• _INPUT_
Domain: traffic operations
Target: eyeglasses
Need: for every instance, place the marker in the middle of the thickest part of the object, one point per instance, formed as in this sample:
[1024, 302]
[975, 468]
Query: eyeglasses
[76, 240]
==
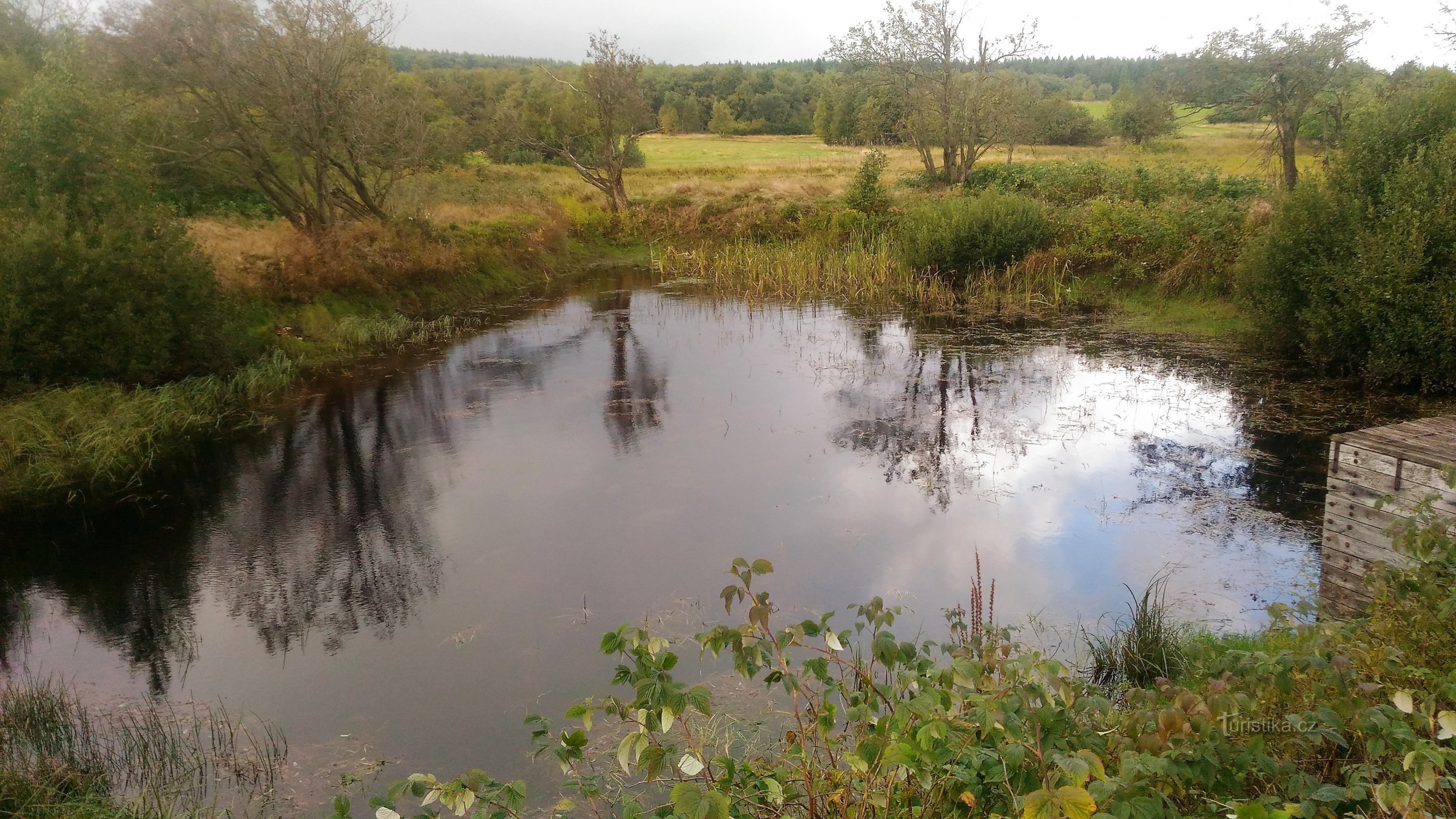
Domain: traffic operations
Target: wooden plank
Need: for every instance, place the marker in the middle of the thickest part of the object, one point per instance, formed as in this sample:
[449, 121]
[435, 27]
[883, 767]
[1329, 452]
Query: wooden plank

• _EXERCISE OBJECTIVE_
Identify each line above that contains the word "Query" and copy it in full, matching the word with case taken into account.

• _ANSWER FOR THE TASK_
Query: eyeglasses
Query: wooden plank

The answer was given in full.